The lines to copy are those holding the string "sidewalk" in the entries below.

═════ Extracted data ═════

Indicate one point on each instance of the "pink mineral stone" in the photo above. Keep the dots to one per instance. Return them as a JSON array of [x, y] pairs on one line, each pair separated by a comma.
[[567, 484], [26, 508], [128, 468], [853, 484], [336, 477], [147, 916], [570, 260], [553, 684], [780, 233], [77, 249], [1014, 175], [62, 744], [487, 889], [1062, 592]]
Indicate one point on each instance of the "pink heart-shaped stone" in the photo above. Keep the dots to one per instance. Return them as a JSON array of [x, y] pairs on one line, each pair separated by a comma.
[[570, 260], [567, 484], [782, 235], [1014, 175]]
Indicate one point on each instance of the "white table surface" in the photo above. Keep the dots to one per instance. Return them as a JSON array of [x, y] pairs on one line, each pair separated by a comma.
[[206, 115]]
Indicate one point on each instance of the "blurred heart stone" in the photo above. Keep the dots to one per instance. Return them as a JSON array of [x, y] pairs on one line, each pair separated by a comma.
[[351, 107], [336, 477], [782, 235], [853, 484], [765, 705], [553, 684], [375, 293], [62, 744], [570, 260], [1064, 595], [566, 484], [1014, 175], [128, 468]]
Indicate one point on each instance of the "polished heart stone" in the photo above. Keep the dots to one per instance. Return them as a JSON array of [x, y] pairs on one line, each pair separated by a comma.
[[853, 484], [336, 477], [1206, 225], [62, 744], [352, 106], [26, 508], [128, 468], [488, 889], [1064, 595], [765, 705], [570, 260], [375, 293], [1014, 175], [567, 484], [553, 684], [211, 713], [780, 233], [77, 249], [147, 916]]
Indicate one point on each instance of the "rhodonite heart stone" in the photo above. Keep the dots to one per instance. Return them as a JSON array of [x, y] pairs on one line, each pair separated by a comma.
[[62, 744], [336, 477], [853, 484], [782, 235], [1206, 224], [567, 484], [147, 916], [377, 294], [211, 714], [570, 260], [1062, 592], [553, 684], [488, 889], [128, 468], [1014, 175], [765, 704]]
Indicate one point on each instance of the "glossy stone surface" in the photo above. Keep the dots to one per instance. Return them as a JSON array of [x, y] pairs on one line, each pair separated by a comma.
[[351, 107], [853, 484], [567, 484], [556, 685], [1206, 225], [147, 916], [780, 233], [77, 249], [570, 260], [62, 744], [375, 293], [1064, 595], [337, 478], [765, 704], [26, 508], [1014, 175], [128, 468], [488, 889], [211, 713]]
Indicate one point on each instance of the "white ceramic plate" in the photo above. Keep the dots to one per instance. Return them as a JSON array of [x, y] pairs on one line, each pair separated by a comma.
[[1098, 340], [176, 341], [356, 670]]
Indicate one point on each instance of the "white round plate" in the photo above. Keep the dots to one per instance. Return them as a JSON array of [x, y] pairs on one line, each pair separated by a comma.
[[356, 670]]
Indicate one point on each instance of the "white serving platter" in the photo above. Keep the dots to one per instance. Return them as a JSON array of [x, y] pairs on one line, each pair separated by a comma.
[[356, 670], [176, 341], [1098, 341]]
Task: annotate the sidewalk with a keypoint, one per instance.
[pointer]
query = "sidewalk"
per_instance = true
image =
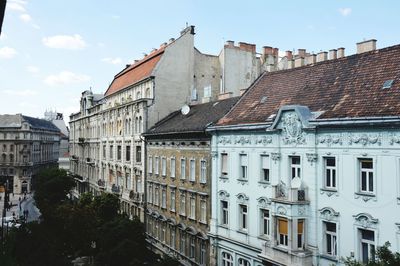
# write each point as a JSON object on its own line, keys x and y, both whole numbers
{"x": 17, "y": 204}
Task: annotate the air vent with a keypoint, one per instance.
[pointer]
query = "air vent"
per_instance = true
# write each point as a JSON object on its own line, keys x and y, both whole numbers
{"x": 387, "y": 84}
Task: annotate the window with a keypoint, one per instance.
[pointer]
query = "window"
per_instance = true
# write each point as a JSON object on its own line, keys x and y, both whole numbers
{"x": 242, "y": 217}
{"x": 295, "y": 166}
{"x": 172, "y": 201}
{"x": 150, "y": 165}
{"x": 243, "y": 166}
{"x": 330, "y": 239}
{"x": 192, "y": 213}
{"x": 243, "y": 262}
{"x": 163, "y": 166}
{"x": 203, "y": 172}
{"x": 182, "y": 206}
{"x": 367, "y": 245}
{"x": 224, "y": 212}
{"x": 183, "y": 168}
{"x": 227, "y": 259}
{"x": 192, "y": 247}
{"x": 265, "y": 165}
{"x": 202, "y": 253}
{"x": 119, "y": 151}
{"x": 128, "y": 153}
{"x": 330, "y": 172}
{"x": 224, "y": 164}
{"x": 111, "y": 152}
{"x": 300, "y": 233}
{"x": 172, "y": 168}
{"x": 265, "y": 222}
{"x": 164, "y": 198}
{"x": 172, "y": 237}
{"x": 203, "y": 210}
{"x": 156, "y": 165}
{"x": 138, "y": 154}
{"x": 282, "y": 232}
{"x": 192, "y": 174}
{"x": 366, "y": 176}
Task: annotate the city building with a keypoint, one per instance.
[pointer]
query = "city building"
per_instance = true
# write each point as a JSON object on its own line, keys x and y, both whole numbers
{"x": 178, "y": 181}
{"x": 58, "y": 120}
{"x": 106, "y": 148}
{"x": 27, "y": 145}
{"x": 306, "y": 166}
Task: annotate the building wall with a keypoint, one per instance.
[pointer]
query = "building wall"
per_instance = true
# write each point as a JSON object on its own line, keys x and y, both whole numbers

═════

Your response ▸
Task: annotate the sidewalk with a keypoint, one per instance.
query = "sidewalk"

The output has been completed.